» PROBLEMS TO SOLVE:
1 > From the excerpt about Blow's career, list the issues he uses his platform to advocate for.
2 > Copy the part of the excerpt about Blow's career starting with "After a series" and going on through "and the different.".

After a series of internships at the Times and the Wilmington News Journal, Blow works for a year-and-a-half at the Detroit News before the New York Times hires him as a graphics editor. Soon after, he is hired to lead the entire graphics department. Over time, he writes “visual op-ed” pieces and rediscovers his love of writing. Meanwhile, Gibsland has become mostly a ghost town by now, and the stores Blow grew up with are mostly shuttered. His parents have reconciled, though not romantically; rather, they arrive at a truce, as the bond of common grandchildren links them and draws them closer. As his role at the Times evolves to include more writing and fewer graphics, he uses his platform to advocate for issues close to his heart: the dangers of guns, the toxicity of bullying and hazing, and support for the outliers and the different.

» PROVIDED DATA:
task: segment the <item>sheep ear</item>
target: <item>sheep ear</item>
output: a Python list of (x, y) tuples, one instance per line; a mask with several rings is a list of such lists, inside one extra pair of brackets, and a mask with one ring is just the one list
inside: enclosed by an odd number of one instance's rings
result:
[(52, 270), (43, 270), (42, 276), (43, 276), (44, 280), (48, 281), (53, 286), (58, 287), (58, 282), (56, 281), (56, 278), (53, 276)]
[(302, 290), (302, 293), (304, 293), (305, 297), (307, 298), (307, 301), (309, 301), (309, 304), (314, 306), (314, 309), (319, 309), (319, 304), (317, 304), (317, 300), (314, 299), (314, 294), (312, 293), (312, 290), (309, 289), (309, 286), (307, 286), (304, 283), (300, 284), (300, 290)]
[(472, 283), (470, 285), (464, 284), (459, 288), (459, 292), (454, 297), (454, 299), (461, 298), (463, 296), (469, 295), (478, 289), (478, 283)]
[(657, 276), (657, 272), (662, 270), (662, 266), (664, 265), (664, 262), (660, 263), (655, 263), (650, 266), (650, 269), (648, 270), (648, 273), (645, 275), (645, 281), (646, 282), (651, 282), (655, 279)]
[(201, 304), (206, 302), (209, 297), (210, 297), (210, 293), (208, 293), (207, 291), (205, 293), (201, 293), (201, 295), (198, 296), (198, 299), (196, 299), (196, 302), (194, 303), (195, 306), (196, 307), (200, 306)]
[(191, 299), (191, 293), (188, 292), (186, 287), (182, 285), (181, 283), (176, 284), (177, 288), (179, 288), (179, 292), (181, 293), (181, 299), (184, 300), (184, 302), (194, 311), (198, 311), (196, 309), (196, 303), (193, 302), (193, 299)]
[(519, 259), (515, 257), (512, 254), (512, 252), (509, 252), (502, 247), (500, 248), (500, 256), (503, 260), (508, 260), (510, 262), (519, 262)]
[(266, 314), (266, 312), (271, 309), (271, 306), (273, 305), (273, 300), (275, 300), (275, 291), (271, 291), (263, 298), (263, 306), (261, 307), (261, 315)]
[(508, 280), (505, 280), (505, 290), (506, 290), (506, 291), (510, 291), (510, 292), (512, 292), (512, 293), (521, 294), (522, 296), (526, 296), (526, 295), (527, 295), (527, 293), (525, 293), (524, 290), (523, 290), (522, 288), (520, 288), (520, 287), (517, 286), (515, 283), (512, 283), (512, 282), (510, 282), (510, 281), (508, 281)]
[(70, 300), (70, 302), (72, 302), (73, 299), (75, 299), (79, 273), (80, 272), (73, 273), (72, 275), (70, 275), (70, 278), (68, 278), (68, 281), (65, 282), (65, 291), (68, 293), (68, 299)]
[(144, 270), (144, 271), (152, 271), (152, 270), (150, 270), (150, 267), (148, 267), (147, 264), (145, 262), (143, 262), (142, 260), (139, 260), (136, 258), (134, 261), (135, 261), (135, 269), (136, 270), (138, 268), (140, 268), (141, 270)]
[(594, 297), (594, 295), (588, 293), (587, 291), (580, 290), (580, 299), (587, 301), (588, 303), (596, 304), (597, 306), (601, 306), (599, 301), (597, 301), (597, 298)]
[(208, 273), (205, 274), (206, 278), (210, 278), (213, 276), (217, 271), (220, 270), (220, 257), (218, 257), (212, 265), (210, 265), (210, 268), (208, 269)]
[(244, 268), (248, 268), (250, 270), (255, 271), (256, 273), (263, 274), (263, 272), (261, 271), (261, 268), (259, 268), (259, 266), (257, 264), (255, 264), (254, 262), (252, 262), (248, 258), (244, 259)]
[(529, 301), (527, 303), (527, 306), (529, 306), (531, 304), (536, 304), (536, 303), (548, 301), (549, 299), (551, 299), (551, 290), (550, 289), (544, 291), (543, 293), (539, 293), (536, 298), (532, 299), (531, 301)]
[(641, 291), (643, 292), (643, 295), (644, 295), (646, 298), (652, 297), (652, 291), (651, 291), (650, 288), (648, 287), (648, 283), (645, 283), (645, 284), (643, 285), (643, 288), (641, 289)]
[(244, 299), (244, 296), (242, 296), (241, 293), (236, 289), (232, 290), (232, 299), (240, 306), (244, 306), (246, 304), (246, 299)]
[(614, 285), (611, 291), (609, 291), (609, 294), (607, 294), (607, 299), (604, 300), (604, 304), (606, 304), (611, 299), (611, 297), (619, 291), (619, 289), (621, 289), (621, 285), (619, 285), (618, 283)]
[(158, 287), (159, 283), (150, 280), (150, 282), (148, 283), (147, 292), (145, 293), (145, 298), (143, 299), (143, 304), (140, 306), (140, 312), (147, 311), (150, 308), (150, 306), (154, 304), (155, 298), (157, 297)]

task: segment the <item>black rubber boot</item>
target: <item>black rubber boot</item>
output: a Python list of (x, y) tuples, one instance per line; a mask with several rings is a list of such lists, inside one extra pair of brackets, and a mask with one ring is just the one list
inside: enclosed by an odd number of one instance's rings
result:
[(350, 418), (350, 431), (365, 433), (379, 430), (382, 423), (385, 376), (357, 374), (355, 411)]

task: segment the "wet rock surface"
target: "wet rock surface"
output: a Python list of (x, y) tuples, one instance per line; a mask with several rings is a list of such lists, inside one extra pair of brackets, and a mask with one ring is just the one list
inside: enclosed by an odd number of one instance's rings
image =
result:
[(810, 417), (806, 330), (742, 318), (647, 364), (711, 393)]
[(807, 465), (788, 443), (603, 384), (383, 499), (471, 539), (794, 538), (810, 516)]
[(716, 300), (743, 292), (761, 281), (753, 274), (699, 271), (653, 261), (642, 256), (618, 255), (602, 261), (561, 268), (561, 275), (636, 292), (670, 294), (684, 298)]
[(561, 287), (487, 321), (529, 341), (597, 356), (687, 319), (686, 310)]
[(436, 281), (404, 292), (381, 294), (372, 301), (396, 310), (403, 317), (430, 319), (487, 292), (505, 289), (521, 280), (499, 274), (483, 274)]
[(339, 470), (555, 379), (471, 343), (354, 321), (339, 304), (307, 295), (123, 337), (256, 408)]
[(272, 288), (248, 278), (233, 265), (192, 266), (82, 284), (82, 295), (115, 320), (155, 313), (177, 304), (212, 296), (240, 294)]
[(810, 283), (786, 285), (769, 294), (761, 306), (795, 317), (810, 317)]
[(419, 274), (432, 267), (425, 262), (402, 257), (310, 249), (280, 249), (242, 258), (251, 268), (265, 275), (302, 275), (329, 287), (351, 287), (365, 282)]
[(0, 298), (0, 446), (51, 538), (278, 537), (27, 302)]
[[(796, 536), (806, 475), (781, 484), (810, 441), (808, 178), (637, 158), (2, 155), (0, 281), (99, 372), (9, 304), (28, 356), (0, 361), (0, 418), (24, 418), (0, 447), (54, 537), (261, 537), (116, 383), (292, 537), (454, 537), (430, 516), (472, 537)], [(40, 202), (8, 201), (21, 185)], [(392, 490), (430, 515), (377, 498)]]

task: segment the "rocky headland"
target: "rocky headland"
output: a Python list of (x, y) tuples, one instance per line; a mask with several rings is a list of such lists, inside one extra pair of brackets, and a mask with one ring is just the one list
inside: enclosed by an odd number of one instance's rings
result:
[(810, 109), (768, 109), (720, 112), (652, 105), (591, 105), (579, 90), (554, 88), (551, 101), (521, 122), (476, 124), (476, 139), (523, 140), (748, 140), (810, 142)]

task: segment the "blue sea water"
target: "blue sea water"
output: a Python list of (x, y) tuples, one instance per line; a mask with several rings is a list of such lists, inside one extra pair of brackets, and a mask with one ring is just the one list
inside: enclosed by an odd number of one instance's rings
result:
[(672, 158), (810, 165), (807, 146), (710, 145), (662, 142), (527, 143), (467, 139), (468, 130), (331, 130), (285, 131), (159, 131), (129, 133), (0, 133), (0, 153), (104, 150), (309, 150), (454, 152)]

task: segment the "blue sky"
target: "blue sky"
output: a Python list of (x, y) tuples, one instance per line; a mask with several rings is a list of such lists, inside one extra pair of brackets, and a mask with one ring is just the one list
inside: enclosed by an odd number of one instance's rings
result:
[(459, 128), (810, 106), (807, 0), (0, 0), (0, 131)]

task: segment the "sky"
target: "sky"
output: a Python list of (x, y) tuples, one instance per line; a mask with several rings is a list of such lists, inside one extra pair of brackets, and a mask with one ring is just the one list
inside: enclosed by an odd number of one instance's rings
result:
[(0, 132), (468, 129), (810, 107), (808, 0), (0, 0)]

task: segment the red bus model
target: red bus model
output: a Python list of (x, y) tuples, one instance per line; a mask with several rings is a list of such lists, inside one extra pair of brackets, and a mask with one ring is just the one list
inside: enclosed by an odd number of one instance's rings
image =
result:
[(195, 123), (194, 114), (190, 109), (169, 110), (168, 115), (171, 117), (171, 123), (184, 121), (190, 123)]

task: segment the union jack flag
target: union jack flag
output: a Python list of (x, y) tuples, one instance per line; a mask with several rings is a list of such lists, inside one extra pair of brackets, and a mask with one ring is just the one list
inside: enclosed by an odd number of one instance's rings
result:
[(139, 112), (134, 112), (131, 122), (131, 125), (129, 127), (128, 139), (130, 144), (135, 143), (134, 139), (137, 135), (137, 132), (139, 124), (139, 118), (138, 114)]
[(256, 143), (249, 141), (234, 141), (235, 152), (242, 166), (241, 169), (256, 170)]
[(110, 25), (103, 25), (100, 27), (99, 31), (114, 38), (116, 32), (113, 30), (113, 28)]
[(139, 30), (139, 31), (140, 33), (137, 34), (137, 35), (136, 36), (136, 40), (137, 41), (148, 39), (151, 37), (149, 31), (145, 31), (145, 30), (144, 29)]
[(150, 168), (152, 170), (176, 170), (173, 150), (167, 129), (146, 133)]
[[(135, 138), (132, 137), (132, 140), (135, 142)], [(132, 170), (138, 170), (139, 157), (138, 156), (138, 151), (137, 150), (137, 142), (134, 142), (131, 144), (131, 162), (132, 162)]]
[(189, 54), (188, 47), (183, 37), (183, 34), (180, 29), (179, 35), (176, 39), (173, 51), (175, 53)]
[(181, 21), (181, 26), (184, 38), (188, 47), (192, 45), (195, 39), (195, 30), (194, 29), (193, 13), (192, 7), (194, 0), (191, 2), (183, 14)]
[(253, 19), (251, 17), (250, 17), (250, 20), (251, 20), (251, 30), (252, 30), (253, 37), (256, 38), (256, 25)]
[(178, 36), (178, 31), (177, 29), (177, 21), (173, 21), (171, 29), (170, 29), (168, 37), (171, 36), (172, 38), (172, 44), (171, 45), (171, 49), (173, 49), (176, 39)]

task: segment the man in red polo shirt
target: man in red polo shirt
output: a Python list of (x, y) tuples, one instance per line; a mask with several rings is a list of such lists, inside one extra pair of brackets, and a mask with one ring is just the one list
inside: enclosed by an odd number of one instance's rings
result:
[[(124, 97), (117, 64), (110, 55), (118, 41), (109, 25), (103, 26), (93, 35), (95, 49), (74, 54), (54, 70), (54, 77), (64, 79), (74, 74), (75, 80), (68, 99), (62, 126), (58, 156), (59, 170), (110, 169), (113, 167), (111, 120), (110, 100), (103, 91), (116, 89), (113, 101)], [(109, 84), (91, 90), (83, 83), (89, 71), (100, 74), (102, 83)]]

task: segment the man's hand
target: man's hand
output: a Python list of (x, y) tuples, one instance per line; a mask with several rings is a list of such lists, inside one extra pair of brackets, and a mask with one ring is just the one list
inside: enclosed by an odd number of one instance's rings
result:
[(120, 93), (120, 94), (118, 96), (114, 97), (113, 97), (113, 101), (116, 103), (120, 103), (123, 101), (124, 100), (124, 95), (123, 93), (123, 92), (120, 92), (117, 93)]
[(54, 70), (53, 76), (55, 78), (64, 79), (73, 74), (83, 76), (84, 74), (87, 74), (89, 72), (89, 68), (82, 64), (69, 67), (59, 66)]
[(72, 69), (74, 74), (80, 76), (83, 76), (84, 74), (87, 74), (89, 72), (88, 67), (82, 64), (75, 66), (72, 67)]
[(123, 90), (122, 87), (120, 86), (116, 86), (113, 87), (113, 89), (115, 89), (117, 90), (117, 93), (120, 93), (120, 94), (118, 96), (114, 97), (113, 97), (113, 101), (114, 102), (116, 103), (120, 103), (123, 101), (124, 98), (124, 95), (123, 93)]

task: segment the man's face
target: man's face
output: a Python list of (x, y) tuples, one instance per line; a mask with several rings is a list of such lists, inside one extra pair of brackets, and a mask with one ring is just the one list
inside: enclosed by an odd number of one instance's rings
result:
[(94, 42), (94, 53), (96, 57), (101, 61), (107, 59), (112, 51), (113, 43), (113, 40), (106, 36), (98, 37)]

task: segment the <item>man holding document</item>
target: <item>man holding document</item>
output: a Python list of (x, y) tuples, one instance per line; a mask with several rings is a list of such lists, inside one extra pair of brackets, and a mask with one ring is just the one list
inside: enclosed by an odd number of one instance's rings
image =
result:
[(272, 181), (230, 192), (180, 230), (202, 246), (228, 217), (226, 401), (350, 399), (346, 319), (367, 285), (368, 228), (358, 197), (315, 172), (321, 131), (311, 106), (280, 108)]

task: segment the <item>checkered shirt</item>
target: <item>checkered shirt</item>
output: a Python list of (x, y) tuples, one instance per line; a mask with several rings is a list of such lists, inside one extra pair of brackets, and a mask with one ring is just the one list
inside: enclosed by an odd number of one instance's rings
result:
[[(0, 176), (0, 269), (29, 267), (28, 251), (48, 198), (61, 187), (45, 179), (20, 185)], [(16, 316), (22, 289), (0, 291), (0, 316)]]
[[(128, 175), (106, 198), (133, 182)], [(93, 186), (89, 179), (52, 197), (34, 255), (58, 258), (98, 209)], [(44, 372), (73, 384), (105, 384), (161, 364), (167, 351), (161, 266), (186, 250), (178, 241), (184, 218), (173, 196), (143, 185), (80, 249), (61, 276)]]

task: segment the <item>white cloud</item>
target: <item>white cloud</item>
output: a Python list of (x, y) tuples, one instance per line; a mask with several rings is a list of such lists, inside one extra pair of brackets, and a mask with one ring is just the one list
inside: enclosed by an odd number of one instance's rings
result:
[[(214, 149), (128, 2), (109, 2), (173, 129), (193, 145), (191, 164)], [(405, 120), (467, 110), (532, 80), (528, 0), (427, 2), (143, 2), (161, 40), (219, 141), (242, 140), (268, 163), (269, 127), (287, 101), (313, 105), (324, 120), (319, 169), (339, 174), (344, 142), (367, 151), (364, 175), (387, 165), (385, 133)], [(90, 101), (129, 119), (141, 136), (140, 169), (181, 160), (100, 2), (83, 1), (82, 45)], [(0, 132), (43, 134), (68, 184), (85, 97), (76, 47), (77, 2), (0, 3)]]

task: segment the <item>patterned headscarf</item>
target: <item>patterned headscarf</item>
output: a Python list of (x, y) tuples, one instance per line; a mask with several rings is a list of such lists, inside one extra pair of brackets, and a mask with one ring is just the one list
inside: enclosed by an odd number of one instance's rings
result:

» EXERCISE RESULTS:
1 >
- the dangers of guns
- the toxicity of bullying and hazing
- support for the outliers and the different

2 >
After a series of internships at the Times and the Wilmington News Journal, Blow works for a year-and-a-half at the Detroit News before the New York Times hires him as a graphics editor. Soon after, he is hired to lead the entire graphics department. Over time, he writes “visual op-ed” pieces and rediscovers his love of writing. Meanwhile, Gibsland has become mostly a ghost town by now, and the stores Blow grew up with are mostly shuttered. His parents have reconciled, though not romantically; rather, they arrive at a truce, as the bond of common grandchildren links them and draws them closer. As his role at the Times evolves to include more writing and fewer graphics, he uses his platform to advocate for issues close to his heart: the dangers of guns, the toxicity of bullying and hazing, and support for the outliers and the different.